## YOUR TASK
Only the lines below starting at the one that contains "the white stone" and ending at the one that contains "the red flag" are to be reproduced, exactly and with both ends kept.

## DATA PROVIDED
#####

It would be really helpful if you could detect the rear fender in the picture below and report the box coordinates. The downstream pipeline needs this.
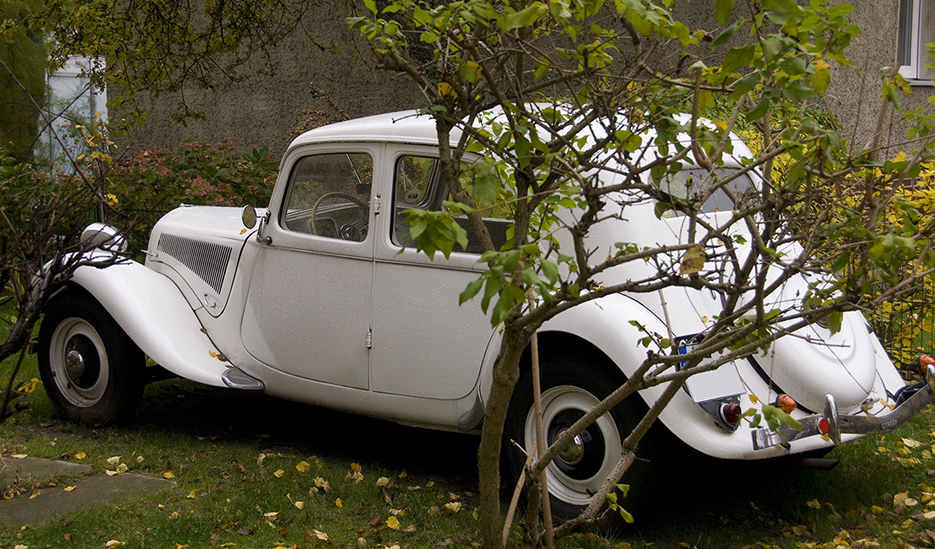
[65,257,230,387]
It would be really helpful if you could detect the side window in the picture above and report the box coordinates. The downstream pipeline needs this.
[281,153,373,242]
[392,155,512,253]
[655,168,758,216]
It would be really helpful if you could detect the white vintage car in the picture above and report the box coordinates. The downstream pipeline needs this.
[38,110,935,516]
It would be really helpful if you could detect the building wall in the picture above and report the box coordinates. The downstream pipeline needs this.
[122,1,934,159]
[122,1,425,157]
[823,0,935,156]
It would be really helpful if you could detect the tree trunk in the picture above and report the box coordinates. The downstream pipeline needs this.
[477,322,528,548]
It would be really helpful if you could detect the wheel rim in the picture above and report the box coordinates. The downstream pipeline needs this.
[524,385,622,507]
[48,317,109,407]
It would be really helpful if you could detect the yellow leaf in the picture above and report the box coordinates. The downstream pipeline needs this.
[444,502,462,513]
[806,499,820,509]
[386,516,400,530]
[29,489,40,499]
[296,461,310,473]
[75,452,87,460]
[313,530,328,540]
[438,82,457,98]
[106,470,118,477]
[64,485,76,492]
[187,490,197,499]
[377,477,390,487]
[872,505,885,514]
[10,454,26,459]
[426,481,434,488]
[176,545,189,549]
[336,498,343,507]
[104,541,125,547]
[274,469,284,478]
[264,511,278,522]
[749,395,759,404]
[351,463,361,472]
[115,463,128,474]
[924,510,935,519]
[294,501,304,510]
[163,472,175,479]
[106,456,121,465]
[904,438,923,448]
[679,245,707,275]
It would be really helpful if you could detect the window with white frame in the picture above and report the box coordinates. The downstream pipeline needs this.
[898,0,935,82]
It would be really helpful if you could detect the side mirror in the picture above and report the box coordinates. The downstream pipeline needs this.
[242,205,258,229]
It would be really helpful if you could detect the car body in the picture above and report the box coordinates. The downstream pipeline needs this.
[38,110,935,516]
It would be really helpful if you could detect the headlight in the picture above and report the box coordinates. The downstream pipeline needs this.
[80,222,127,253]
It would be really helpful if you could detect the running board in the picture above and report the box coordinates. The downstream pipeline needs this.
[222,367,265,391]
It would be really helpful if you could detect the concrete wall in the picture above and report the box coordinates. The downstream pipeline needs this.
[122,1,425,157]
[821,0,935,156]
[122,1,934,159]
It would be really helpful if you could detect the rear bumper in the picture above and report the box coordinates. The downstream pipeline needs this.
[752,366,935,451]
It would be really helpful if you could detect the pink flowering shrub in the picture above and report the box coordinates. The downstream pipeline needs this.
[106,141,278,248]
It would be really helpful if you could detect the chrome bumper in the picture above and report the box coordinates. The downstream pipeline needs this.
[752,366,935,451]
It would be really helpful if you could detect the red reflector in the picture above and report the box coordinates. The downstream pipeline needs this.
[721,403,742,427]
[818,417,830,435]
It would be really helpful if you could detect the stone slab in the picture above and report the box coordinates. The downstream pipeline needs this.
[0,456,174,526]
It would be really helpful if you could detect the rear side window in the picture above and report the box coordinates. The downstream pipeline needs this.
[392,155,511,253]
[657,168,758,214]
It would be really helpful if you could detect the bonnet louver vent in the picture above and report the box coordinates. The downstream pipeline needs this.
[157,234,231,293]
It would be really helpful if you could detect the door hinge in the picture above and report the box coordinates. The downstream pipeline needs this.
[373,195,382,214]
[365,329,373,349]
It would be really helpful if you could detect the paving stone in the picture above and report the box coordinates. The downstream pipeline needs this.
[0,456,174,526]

#####

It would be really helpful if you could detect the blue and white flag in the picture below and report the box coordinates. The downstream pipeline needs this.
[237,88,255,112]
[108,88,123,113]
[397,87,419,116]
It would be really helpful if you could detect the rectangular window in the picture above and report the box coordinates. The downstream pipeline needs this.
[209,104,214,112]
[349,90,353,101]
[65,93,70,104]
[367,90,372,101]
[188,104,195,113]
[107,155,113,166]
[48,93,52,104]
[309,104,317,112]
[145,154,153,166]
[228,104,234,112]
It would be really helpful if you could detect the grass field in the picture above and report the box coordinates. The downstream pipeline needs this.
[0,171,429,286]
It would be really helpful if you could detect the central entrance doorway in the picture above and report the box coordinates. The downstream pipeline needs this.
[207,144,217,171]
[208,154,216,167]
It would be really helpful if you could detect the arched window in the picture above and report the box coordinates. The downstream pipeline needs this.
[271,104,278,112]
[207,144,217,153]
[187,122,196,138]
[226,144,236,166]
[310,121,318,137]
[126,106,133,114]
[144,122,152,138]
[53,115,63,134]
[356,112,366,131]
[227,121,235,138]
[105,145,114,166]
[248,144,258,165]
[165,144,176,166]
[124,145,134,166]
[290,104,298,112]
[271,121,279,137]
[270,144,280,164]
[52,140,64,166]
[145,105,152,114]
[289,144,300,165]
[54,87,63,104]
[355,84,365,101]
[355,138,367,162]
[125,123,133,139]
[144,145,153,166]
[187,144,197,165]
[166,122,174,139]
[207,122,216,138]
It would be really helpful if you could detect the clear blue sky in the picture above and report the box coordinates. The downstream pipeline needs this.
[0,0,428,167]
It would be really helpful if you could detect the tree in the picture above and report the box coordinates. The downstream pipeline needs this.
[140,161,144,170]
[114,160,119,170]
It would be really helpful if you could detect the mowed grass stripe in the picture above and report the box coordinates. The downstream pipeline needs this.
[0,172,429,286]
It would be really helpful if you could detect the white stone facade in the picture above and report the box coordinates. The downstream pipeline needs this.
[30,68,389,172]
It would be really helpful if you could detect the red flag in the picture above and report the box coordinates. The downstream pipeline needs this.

#####

## EXERCISE SOLUTION
It would be really helpful if you could detect the white stone facade in the picture above and report the box coordinates. The downstream pipeline needs this.
[30,68,389,172]
It would be really helpful if you could detect the red flag in the picture above and report the box coordinates. The downstream pipeline needs this.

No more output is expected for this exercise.